## Start Article

However, ultimately, it's likely that the monolithic architecture will become an obstacle to rapid, frequent, and reliable delivery. Furthermore, the monolithic architecture cannot resolve the last two dark energy forces, it can only use a single technology stack. As a result, you need to upgrade the entire code base in one go, which can be a significant undertaking. Also, since there's a single component, there's no possibility of segregating subdomains by their characteristics. The monolith is a mixture of subdomains with different scalability requirements, different regulatory requirements, and so on. In contrast with the microservice architecture pattern, the benefits and drawbacks are in some ways flipped. The pattern can resolve the dark energy repulsive forces, but potentially cannot resolve the dark matter attractive forces. You need to carefully design the microservice architecture, the grouping of subdomains to form services, and the design of operations that span services in order to maximize the benefits and minimize the drawbacks.
Let's look at an example of the architecture definition process. In the architecture definition process that I described earlier, you first rank the system operations in descending importance. You then work your way down the list, grouping the subdomains into services, and designing the operations that span services. Let's imagine that you've already designed the createOrder operation, and you end up with an architecture looking like this. The next most important operation on the list is acceptTicket, which is invoked when the restaurant accepts the ticket. It changes the state of the ticket to accepted, and schedules the delivery to pick up the order at the designated time. The first step of designing this operation is to group its subdomains to form services. However, the kitchen management subdomain is already part of an existing service, but you still need to determine where to place the delivery management subdomain. There are five options. You could assign delivery management to one of the four existing services, or you could create a new service. Each option resolves the dark energy and dark matter forces differently.
For example, let's imagine that you colocated delivery management with kitchen management. This operation makes acceptTicket local to the kitchen service, which resolves the dark matter forces. However, it fails to resolve the dark energy forces. In particular, delivery management is a complex subdomain that has a dedicated team. Putting that team subdomain in the kitchen service reduces their autonomy. Another option is to put delivery management in its own service. This option resolves the dark energy forces. However, it results in the acceptTicket operation being distributed. As a result, there is a risk that this design option might not resolve the dark matter forces. In order to determine whether this option is feasible, we need to design the acceptTicket operation.
Classic Two-phase Commit/XA Transaction, and Saga
When implementing a distributed command, there are two patterns to choose from. The first pattern is a classic distributed transaction, also known as two-phase commit. This pattern implements the command as a single ACID transaction that spans the participating services. The second pattern is the Saga pattern. It implements the command as a sequence of local transactions in each of the participating services. It's eventually consistent. These two patterns resolve the dark energy and dark matter forces differently. 2PC has ACID semantics, which are simple and familiar, but it results in tight runtime coupling. A transaction cannot commit unless all of the participants are available. It also requires all of the participants to use a technology that supports two-phase commit. On the other hand, Sagas have loose runtime coupling. Participants can use a mixture of technology. However, Sagas are eventually consistent, which is a more complex programming model. Interactions are potentially complex and inefficient. The participants are potentially coupled from a design time perspective. Consequently, we need to design the Saga in a way that attempts to resolve the dark matter forces.

## End Article
## Start Data lines

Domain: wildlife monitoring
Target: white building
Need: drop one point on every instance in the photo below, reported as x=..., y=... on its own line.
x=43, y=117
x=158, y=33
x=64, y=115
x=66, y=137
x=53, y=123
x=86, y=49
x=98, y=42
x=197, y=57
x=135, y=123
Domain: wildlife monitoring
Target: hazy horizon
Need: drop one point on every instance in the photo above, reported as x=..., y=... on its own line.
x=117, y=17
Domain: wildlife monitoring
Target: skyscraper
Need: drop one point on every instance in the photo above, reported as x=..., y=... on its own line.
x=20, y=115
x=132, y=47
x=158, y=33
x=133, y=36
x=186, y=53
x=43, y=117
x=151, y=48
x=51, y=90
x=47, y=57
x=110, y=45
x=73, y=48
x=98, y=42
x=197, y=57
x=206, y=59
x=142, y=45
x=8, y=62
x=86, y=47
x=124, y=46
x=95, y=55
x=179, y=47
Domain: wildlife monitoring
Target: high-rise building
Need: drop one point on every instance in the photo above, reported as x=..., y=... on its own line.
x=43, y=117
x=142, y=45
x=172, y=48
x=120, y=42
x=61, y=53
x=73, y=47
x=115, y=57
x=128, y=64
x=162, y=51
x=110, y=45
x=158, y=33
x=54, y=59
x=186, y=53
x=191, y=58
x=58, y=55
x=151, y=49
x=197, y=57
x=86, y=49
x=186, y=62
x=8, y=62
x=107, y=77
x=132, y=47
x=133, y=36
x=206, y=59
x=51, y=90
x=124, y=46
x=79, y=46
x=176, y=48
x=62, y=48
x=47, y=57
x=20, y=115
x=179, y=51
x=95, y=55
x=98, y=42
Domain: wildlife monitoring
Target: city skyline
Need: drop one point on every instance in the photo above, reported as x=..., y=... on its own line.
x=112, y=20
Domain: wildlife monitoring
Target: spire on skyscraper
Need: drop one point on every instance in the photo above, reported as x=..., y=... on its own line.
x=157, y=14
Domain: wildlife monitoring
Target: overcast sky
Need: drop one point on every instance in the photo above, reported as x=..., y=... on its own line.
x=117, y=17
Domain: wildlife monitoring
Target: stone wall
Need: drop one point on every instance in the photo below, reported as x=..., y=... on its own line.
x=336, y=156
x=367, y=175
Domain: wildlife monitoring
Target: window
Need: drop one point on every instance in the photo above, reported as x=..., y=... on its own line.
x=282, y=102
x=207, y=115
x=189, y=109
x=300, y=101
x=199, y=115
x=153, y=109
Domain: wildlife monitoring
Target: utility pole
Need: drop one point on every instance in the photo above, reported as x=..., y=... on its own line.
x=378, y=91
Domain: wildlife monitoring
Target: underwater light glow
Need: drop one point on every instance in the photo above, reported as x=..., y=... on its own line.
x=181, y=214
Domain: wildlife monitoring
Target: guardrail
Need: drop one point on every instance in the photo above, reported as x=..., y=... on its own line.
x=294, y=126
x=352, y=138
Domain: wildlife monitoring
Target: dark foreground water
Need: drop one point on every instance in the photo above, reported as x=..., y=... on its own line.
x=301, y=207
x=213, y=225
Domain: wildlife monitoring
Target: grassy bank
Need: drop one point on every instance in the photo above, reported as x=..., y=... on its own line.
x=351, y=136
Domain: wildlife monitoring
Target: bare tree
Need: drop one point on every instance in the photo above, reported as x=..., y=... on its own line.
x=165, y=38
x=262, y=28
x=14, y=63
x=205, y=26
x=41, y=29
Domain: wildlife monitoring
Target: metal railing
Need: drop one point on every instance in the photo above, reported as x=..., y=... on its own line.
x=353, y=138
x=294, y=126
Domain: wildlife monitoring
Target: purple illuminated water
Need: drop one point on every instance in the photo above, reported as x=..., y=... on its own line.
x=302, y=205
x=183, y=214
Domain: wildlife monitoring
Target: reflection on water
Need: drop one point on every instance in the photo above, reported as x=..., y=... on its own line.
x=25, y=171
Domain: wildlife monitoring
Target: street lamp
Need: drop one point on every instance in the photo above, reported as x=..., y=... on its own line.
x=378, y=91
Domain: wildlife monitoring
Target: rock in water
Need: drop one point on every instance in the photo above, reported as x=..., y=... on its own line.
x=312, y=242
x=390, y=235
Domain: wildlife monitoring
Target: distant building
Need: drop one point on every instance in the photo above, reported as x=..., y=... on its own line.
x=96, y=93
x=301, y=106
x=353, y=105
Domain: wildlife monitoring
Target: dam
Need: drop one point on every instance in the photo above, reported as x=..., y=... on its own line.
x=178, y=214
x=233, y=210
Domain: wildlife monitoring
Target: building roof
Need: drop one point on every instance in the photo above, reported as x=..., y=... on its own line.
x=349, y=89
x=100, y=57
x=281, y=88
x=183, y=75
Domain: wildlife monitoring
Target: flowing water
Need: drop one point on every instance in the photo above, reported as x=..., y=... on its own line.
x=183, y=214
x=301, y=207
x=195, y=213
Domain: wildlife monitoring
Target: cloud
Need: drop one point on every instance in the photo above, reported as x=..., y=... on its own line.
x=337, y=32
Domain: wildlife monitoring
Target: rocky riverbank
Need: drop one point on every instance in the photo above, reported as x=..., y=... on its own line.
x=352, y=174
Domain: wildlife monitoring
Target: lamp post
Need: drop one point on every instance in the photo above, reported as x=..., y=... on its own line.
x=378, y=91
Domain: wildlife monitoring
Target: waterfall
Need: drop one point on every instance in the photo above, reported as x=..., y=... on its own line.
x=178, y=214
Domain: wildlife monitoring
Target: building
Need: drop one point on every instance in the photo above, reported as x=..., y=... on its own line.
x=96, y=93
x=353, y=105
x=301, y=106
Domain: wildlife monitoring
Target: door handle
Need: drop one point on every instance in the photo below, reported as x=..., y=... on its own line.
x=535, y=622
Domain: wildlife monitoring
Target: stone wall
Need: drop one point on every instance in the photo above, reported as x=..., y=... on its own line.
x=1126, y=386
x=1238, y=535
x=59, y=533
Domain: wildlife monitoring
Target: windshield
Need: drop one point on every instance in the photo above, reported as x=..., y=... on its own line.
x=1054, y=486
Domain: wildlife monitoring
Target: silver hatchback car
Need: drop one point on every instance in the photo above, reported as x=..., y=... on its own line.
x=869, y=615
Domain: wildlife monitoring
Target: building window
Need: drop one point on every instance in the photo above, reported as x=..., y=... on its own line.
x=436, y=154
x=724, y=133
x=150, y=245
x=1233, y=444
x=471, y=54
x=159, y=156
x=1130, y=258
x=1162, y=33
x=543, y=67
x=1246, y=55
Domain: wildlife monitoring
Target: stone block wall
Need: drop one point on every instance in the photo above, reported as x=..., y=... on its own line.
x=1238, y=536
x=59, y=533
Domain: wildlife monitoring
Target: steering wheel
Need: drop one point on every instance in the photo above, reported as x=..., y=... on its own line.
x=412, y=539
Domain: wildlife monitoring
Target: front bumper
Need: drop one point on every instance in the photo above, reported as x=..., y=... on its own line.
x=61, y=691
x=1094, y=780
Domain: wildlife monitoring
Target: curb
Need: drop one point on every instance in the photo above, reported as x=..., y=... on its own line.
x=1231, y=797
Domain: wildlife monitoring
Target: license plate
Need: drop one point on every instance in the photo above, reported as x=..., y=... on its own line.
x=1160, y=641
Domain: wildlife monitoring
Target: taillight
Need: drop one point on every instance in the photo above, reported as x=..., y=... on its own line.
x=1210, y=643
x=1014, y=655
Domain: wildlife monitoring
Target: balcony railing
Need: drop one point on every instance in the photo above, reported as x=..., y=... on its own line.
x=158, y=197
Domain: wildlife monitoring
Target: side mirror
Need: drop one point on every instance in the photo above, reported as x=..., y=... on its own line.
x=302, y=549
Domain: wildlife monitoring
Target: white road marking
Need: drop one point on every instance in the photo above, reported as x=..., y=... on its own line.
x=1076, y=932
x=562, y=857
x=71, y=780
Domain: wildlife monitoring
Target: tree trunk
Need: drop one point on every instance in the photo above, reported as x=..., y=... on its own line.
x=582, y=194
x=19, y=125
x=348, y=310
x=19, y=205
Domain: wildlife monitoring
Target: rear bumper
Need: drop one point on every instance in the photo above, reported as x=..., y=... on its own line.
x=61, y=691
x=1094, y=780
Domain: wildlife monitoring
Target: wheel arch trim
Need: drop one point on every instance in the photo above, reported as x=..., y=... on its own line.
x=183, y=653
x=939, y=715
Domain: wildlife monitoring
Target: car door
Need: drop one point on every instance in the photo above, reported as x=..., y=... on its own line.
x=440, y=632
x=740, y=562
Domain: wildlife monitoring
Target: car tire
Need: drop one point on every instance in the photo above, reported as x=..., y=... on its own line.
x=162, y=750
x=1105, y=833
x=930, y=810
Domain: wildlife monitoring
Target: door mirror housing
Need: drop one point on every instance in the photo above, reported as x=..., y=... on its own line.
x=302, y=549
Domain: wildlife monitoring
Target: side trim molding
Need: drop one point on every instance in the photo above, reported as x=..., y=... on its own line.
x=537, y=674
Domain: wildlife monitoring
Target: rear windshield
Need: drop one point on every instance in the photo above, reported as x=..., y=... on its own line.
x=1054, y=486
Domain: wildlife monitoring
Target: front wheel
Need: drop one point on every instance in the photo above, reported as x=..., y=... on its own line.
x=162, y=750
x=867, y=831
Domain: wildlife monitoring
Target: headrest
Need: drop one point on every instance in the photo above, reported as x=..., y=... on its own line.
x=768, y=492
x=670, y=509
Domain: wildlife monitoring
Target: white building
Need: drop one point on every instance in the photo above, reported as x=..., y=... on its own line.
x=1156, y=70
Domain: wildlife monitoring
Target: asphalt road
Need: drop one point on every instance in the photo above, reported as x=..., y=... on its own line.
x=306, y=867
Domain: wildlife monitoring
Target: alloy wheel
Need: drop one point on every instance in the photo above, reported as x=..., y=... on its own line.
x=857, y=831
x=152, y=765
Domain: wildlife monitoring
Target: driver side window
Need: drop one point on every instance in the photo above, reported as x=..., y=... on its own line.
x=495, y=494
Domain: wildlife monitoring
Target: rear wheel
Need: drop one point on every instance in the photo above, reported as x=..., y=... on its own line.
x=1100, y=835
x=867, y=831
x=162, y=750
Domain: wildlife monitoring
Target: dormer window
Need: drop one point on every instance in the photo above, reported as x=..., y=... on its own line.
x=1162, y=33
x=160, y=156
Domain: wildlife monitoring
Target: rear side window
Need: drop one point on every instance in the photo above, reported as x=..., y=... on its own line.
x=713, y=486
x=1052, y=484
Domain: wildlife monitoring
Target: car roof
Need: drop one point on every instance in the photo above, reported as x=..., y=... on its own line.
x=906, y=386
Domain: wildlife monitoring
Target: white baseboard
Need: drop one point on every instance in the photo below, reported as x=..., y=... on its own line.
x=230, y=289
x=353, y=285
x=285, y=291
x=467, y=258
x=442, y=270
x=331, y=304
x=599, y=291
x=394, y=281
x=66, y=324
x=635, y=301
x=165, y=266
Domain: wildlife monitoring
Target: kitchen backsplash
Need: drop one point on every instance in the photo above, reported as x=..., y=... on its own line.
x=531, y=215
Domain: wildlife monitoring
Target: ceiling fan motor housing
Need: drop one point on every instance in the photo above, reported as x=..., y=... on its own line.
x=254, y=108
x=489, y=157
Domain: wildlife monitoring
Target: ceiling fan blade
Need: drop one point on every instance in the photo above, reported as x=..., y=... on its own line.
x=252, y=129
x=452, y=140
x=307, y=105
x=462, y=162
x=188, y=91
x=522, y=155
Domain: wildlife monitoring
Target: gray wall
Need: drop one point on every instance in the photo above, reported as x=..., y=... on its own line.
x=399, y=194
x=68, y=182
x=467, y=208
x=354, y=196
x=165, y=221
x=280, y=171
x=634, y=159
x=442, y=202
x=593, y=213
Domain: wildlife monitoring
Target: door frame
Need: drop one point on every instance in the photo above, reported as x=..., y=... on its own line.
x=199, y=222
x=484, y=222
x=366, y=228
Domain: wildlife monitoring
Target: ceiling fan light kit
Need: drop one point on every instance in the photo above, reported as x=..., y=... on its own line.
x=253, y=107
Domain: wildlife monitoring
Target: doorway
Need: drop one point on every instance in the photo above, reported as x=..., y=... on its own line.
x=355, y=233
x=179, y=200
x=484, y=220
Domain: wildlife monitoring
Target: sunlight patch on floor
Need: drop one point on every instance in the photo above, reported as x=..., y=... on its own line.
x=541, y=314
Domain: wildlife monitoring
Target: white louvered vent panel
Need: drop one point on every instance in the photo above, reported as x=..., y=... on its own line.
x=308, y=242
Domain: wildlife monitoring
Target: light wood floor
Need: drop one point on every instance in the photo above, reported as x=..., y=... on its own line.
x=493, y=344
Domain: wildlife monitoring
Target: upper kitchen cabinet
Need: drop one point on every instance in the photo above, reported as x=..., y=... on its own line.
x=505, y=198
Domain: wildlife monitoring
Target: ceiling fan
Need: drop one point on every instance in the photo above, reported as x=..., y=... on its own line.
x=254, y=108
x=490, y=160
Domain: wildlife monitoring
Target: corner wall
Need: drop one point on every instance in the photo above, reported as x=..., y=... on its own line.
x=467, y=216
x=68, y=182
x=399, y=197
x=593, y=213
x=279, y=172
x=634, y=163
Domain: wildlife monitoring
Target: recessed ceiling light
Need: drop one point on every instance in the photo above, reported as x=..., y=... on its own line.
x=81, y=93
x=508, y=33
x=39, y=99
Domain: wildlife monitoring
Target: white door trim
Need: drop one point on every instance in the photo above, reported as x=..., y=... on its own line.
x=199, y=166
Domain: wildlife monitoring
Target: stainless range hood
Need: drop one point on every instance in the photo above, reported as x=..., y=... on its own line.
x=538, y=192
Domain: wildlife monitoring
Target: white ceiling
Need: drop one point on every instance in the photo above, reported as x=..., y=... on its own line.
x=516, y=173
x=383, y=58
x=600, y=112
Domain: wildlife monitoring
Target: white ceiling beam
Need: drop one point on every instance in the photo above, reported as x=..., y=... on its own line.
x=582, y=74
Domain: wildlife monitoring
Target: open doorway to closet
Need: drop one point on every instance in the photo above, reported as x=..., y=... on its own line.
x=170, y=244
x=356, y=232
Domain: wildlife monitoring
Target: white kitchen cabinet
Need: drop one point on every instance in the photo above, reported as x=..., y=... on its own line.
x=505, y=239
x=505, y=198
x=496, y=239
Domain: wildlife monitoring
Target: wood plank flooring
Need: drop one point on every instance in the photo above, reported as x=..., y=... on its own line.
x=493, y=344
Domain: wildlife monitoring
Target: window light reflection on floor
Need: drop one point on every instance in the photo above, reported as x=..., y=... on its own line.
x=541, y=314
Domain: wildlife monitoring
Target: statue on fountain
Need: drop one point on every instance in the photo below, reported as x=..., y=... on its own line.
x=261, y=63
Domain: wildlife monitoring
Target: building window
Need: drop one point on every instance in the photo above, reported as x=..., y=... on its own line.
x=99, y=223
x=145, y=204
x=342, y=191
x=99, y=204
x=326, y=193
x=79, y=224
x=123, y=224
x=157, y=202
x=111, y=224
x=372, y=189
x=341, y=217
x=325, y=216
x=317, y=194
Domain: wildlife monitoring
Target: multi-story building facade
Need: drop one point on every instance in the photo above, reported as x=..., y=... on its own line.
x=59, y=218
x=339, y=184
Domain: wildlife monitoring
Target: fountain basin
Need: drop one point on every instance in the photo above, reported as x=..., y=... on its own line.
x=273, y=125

## End Data lines

▶ [Directions]
(1) Rewrite the paragraph of the article on microservice architecture that begins "For example, let's imagine that you colocated" as a short bulleted list, keeping its main facts.
(2) Carry the article on microservice architecture forward from its final sentence, in the same style.
The records come from a different source than the article.

▶ [Answers to the exercise]
(1)
- Colocating delivery management with kitchen management makes acceptTicket local to the kitchen service, which resolves the dark matter forces.
- That option fails to resolve the dark energy forces, because delivery management is a complex subdomain with a dedicated team whose autonomy would be reduced.
- Putting delivery management in its own service resolves the dark energy forces.
- However, that option makes acceptTicket a distributed operation, so it risks not resolving the dark matter forces.
- Deciding whether this option is feasible requires designing the acceptTicket operation.

(2)
There are several decisions that you must make when designing a Saga. You need to define the steps, their order, and compensating transactions. You need to choose a coordination mechanism: choreography or orchestration. You must also select countermeasures which are design techniques that make Sagas more ACID. These decisions determine how well a given Saga resolves the dark matter forces. For example, sometimes orchestration is a better choice because the interactions are simpler and easier to understand. Similarly, one ordering of steps might be more ACID than another. Of course, for a particular grouping of subdomains, it might not be possible for a Saga to effectively resolve the dark matter forces. You must either live with the consequences or consider changing the grouping of subdomains. The acceptOrder operation can be implemented by a simple choreography-based Saga. The first step changes the state of the ticket. It then publishes the ticket, accepted event. This event triggers the second step in the delivery service, which schedules the delivery. What's nice about this design is that it effectively resolves the dark matter forces. For example, it's sufficiently ACID despite consisting of multiple transactions.
Summary
The answer to almost any design question is, it depends. If you're deciding between the monolithic architecture and the microservice architecture, or in the middle of designing a microservice architecture, very often, the answer depends on the dark energy and dark matter forces.
Questions and Answers
Reisz: A lot of times when I'm talking with people, customers, clients, they'll often want to have this desire for a microservice environment. As I start talking to them, there are smells, there are signals, there's things that are pulling them towards or away from microservices, that may not align with what their goal was. How do you talk to them like, top-down, for example, a very top-down directed low autonomy environment? How do you start to talk to companies about some of the organizational changes, cultural changes that come with microservices versus a monolithic architecture?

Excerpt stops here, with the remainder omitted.